Available records
• • • • • • •

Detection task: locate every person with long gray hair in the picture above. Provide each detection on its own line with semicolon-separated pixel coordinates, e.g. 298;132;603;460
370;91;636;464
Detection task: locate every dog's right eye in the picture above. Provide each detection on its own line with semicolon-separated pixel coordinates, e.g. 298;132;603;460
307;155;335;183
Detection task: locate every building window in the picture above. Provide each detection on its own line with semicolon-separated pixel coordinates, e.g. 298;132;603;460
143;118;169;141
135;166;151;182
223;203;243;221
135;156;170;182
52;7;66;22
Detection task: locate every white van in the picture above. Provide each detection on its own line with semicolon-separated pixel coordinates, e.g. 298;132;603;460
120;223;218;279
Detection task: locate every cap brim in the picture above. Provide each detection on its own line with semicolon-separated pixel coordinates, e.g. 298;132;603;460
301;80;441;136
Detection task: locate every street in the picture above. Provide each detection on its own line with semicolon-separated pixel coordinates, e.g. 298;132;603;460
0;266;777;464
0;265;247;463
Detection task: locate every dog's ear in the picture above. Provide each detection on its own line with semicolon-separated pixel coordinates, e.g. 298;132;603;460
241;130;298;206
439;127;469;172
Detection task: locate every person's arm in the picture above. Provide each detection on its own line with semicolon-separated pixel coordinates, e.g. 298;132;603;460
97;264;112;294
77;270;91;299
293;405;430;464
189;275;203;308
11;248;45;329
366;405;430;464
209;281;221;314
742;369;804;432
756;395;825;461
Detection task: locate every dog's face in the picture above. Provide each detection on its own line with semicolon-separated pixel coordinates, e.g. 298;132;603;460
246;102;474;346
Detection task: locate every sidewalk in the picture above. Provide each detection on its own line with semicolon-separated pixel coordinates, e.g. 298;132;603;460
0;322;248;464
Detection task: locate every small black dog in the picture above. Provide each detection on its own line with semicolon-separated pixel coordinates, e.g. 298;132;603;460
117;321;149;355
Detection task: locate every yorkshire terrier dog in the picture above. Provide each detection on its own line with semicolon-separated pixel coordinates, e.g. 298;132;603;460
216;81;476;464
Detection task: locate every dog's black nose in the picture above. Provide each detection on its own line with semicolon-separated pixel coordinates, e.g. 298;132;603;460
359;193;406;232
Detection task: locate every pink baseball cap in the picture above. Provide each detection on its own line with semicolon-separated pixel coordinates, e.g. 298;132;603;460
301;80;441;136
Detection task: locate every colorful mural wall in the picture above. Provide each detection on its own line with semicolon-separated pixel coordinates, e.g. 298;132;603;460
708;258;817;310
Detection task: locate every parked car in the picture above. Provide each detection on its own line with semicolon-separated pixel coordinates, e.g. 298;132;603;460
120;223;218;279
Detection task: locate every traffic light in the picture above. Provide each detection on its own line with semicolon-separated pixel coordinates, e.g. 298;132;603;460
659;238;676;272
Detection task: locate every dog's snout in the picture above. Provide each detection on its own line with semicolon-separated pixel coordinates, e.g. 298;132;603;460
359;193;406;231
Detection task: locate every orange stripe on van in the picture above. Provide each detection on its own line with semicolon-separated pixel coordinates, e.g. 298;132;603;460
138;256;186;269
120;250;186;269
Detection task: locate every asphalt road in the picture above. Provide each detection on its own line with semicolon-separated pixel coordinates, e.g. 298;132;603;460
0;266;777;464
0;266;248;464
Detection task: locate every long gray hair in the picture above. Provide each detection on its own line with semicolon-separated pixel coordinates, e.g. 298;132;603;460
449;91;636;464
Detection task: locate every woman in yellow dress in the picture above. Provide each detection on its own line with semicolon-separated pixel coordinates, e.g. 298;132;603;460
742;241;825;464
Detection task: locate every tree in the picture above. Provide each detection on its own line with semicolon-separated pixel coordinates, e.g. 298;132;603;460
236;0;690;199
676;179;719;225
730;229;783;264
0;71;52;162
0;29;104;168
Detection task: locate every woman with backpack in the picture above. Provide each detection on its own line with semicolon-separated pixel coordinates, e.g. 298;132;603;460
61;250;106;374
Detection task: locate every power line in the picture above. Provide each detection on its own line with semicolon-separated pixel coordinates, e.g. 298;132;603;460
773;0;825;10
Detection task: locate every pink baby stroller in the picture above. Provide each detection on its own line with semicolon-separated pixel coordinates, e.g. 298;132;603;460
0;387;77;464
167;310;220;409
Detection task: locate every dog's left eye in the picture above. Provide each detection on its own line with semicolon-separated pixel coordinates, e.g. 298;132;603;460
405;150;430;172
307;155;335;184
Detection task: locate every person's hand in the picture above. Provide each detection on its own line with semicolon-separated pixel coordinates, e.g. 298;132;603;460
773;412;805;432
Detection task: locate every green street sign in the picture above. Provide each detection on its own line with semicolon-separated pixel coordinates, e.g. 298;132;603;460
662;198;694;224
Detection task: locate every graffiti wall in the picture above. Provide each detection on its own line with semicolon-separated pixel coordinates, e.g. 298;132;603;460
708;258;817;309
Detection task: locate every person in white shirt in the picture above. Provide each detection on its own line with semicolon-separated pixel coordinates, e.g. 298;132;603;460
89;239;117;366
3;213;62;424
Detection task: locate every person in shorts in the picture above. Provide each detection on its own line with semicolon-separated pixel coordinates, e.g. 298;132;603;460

• • • • • • •

To do
Count the lines in the listing above that contain the word "white", and reply with that number alone.

Full output
2